● **TASK STATEMENT**:
Output only the lines from the one holding "Check that every instance of the orange" to the end of the data below, please, copied exactly.

● **Object pointing dataset rows**:
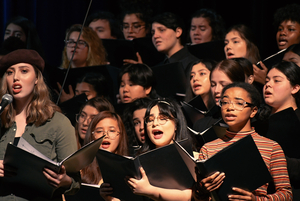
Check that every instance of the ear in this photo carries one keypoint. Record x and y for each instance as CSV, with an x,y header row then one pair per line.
x,y
148,90
295,89
253,112
178,32
250,79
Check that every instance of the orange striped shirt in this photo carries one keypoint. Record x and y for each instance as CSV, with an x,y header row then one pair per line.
x,y
271,153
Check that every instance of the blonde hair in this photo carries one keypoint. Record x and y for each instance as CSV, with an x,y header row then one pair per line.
x,y
39,109
96,53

● **FULL RESPONSE**:
Check that every instance of the orange striped shirt in this photo carries one keypoint. Record x and y for each instance as CSV, with an x,y header row then one pair per line.
x,y
271,153
Check that every instance of the blonde hair in this photo carries one keypoint. Record x and y for each instance as CSV, with an x,y header row then one pair per line.
x,y
39,109
96,53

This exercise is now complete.